Set exercise = Swap "every instance" for "each instance" throughout the records below and reproduce them with nothing else changed. Leave the pictures out of your answer.

(Records for identifying positions)
--------------------

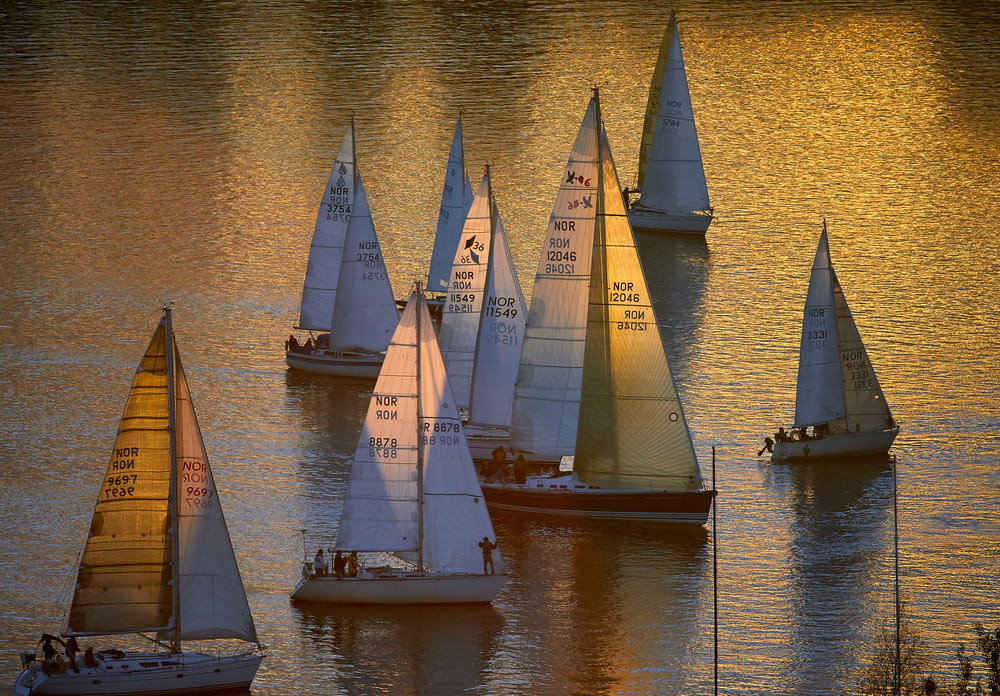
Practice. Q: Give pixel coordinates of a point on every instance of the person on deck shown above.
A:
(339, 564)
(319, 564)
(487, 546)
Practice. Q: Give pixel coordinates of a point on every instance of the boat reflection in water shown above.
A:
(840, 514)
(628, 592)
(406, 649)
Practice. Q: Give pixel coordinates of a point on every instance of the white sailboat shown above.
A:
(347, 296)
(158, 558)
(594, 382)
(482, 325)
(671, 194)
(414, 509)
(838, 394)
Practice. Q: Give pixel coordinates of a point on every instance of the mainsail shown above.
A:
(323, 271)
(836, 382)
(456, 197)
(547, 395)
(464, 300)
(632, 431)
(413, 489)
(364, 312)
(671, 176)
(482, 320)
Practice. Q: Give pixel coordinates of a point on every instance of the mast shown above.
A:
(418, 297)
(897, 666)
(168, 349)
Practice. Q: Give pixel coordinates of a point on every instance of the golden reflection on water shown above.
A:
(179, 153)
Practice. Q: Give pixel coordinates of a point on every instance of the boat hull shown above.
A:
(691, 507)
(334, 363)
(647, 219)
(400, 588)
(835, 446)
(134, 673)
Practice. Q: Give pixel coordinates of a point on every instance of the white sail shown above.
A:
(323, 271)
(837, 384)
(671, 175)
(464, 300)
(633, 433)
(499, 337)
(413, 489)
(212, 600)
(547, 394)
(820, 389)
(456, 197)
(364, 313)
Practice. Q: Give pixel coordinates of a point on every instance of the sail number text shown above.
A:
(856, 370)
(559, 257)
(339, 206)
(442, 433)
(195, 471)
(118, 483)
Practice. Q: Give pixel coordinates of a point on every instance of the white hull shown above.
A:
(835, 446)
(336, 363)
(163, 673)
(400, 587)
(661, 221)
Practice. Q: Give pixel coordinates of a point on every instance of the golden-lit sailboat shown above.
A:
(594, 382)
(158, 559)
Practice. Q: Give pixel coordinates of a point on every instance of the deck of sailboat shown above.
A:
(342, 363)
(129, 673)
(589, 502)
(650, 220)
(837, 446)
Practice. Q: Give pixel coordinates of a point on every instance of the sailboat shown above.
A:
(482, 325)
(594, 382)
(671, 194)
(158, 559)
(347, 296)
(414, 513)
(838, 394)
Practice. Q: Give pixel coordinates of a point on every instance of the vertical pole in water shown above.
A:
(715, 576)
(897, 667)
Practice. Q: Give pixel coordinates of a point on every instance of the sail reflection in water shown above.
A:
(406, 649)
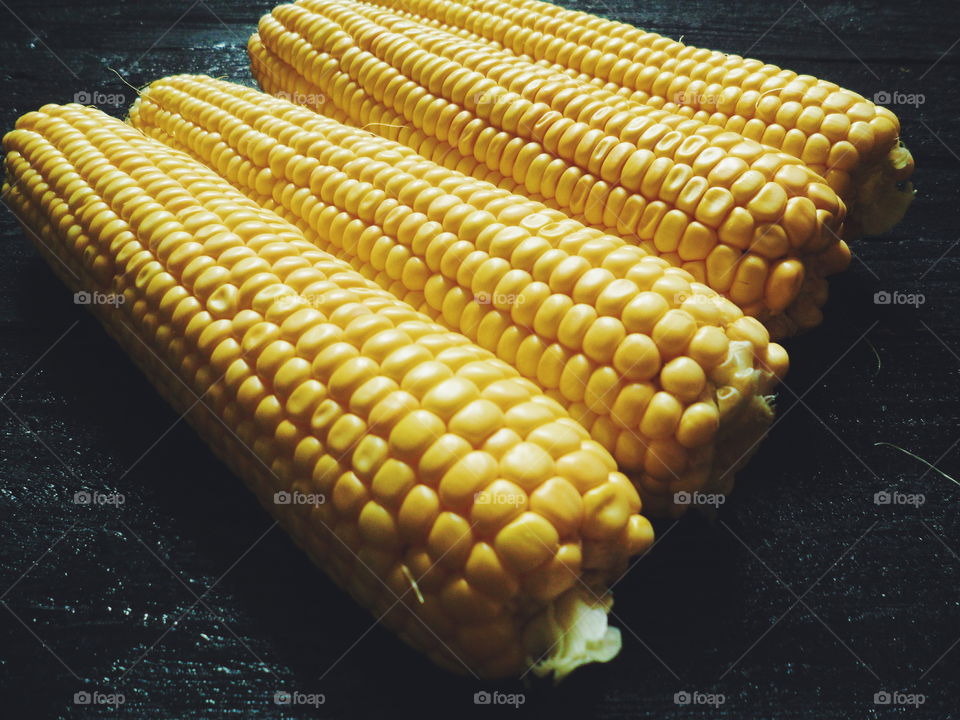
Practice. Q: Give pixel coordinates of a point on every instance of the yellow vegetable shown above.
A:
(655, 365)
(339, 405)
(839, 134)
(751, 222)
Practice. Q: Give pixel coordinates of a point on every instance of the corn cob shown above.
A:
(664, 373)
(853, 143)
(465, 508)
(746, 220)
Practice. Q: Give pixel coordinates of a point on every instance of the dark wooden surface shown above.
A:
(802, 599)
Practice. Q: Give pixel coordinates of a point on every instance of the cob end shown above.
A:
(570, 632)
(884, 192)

--------------------

Solution to this task =
Practice. Q: Give pixel coordinates of a point on each instance of the person on deck shown above.
A:
(339, 564)
(319, 564)
(487, 546)
Practice. Q: Give pixel coordinates of a point on each instance of the boat reflection in water shown above.
A:
(840, 514)
(628, 592)
(406, 649)
Practice. Q: Give pixel coordinates of a point on each instance of the white sailboat shown above.
A:
(347, 296)
(158, 558)
(594, 382)
(482, 325)
(671, 194)
(414, 509)
(838, 394)
Practice. Q: Give pixel coordinates of a point on each instance of the mainsail shown above.
A:
(323, 271)
(836, 382)
(456, 197)
(547, 395)
(464, 300)
(632, 431)
(413, 489)
(364, 312)
(671, 176)
(482, 320)
Practice. Q: Give pixel coordinates of a point on each instance of the mast shown above.
A:
(418, 297)
(897, 666)
(168, 349)
Practice. Q: Give pixel coordinates of a point on each instance of the golden reflection on water shown above.
A:
(179, 153)
Practice. Q: Give pixel coordinates of a point on each instance of the boat hull shown above.
A:
(691, 507)
(334, 363)
(647, 219)
(400, 588)
(835, 446)
(134, 673)
Practice. Q: Give pixel coordinates of a point on each instance of the white sail shown above.
A:
(323, 271)
(837, 384)
(671, 175)
(464, 300)
(633, 433)
(499, 337)
(413, 489)
(212, 600)
(547, 394)
(820, 389)
(456, 197)
(364, 313)
Practice. Q: Give pixel coordinates of a point on each instance of the sail number text shown above.
A:
(856, 370)
(559, 257)
(339, 206)
(442, 433)
(195, 471)
(118, 483)
Practice. Q: Give pixel coordinates of a point on each instance of the white hull shown above.
A:
(835, 446)
(336, 363)
(163, 673)
(400, 587)
(661, 221)
Practice. Q: Give pixel coordinates of a point on each instance of the golden-lit sailboat shown above.
A:
(594, 382)
(158, 559)
Practice. Q: Give pixel coordinates of a point on each instance of the deck of sailboat shown above.
A:
(342, 363)
(129, 673)
(589, 502)
(650, 220)
(837, 446)
Practice. Q: Give pixel coordinates of a point on each instance of the sailboat shown above.
A:
(482, 325)
(594, 382)
(671, 194)
(158, 559)
(347, 296)
(414, 513)
(838, 394)
Practice. Q: Give pixel coordinates of a point on each instance of the vertical pole in water shown above.
A:
(715, 576)
(897, 667)
Practice. Q: Give pixel coordinates of a point on each instance of the sail reflection in water shown above.
A:
(406, 649)
Practice. Q: Give pixel coordinates of a point on each instance of the yellow vegetable shown above.
A:
(655, 365)
(339, 405)
(839, 134)
(751, 222)
Practice. Q: Give pixel coordinates of a point on each instance of the corn cob shown above.
A:
(664, 373)
(853, 143)
(465, 508)
(746, 220)
Practice. Q: Give pixel coordinates of a point on each instance of the dark wooden surface shown above.
A:
(802, 599)
Practice. Q: Give pixel coordinates of a point on each instance of the cob end shown above.
A:
(570, 632)
(884, 192)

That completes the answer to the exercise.